> _What the task asks_:
Collect every line of the records below that contains the word "bricks", and copy each one.

Named-object pointing records:
▶

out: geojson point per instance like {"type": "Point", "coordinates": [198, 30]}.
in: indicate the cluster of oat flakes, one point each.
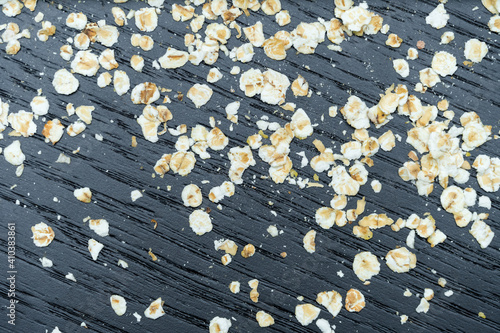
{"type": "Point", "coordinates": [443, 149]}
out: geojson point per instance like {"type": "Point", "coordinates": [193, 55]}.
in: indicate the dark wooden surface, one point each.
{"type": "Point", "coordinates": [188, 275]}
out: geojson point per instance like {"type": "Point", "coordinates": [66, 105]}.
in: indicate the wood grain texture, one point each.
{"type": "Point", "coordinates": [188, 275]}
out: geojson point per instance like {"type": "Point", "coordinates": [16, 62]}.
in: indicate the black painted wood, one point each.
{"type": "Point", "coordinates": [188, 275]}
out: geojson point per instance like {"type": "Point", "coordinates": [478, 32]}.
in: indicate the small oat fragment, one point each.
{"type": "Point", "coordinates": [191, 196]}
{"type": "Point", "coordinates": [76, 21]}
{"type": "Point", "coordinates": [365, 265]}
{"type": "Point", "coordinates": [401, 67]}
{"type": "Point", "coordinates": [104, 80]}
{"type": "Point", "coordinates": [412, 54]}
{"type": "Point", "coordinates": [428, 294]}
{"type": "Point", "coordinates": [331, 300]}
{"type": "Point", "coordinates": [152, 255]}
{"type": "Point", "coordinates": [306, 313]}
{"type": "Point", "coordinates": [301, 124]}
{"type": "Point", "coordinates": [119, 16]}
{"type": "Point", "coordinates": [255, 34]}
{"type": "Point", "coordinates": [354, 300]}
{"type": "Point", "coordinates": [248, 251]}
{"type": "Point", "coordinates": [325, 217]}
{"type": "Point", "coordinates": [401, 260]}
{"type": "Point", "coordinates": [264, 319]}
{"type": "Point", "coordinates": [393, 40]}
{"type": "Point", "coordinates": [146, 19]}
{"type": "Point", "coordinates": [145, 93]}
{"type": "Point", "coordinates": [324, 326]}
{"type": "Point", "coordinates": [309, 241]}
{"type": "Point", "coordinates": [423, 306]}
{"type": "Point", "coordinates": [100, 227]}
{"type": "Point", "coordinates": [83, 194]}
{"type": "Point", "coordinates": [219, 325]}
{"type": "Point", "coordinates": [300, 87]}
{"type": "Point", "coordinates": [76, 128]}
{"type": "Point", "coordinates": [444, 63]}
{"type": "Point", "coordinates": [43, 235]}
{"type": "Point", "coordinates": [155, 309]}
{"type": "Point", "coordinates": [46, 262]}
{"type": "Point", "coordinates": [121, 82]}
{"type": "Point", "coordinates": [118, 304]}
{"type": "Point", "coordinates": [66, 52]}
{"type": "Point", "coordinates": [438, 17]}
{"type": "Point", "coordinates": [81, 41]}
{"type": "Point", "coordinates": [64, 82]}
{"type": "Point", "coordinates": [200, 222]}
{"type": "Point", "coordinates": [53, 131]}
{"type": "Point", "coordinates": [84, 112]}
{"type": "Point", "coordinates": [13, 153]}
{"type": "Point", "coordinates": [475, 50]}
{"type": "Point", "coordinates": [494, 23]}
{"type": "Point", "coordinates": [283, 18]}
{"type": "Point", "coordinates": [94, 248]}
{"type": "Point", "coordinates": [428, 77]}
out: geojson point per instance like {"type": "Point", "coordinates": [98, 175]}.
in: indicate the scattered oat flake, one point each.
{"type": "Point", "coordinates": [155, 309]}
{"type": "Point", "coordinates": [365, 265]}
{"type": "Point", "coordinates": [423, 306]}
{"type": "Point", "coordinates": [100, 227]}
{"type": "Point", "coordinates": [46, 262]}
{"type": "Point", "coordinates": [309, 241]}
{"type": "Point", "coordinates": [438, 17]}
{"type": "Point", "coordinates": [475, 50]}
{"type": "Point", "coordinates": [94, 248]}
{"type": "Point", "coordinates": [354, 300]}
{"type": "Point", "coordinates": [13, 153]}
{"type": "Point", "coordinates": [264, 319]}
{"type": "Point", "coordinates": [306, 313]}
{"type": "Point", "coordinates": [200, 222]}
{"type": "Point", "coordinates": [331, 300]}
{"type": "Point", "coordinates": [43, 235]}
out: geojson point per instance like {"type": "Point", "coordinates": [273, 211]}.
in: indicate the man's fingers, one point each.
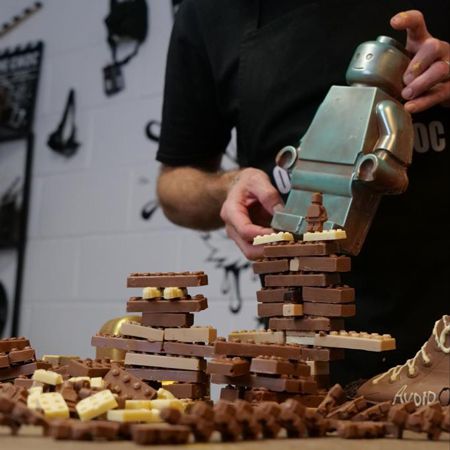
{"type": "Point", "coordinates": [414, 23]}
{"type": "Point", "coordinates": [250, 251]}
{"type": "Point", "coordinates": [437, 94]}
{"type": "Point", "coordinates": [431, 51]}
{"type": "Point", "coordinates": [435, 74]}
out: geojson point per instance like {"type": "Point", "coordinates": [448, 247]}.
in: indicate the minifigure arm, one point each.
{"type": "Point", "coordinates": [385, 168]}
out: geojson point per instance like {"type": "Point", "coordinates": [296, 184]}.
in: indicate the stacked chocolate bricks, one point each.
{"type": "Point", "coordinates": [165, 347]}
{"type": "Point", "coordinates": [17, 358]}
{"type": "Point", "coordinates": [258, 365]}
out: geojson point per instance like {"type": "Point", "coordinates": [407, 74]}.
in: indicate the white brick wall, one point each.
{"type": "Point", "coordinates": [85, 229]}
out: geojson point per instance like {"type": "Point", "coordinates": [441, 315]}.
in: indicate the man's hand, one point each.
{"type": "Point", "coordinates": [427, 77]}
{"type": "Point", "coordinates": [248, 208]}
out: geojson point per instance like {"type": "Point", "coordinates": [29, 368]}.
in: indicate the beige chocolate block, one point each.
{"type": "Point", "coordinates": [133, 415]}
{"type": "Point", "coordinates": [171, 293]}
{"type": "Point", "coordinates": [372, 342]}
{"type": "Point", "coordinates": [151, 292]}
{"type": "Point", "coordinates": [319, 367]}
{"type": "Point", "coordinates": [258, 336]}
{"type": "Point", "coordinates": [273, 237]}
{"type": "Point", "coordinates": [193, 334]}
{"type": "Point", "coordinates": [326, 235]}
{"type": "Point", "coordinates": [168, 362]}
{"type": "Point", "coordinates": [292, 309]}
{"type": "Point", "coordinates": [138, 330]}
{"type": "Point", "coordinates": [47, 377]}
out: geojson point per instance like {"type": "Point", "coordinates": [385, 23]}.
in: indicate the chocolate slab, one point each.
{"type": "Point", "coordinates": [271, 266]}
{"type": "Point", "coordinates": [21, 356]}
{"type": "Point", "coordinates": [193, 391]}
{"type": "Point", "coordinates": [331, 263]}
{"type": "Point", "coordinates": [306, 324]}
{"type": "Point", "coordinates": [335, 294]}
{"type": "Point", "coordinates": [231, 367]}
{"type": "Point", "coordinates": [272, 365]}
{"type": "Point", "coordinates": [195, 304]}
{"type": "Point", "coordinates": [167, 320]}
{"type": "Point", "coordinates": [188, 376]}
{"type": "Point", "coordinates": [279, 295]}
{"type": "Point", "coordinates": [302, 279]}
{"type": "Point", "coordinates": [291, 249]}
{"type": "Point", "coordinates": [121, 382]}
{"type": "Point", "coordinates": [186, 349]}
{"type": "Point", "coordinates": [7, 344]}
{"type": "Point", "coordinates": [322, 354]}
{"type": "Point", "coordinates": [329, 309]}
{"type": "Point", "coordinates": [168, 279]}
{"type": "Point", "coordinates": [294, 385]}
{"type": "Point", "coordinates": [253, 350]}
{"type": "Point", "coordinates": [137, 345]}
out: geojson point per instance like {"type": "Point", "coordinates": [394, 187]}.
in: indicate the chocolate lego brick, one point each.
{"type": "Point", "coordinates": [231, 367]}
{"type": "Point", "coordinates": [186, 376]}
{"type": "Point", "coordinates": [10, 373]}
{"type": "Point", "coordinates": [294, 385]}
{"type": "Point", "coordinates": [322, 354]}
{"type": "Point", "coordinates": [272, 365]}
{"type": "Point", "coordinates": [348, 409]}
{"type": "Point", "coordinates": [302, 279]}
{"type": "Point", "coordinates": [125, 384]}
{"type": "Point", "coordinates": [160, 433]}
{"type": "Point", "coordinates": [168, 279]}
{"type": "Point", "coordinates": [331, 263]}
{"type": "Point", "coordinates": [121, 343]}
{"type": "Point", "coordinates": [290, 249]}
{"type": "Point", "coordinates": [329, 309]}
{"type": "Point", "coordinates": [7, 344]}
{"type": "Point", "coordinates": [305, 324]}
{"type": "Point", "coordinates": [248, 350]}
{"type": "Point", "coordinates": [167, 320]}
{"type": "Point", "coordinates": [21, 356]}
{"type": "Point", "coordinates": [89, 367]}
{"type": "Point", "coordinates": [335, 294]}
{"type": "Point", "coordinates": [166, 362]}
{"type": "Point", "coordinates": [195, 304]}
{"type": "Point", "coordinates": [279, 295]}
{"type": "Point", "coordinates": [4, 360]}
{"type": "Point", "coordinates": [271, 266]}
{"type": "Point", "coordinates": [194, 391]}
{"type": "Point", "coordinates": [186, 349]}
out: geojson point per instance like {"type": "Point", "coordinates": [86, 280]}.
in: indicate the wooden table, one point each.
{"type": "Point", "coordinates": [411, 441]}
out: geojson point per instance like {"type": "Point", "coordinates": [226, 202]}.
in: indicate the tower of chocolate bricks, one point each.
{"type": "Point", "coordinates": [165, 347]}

◀

> _Answer to the exercise_:
in: indicate the stacked chocolate bricks, one point each.
in: indicate the tower of chocolate bricks, one point each.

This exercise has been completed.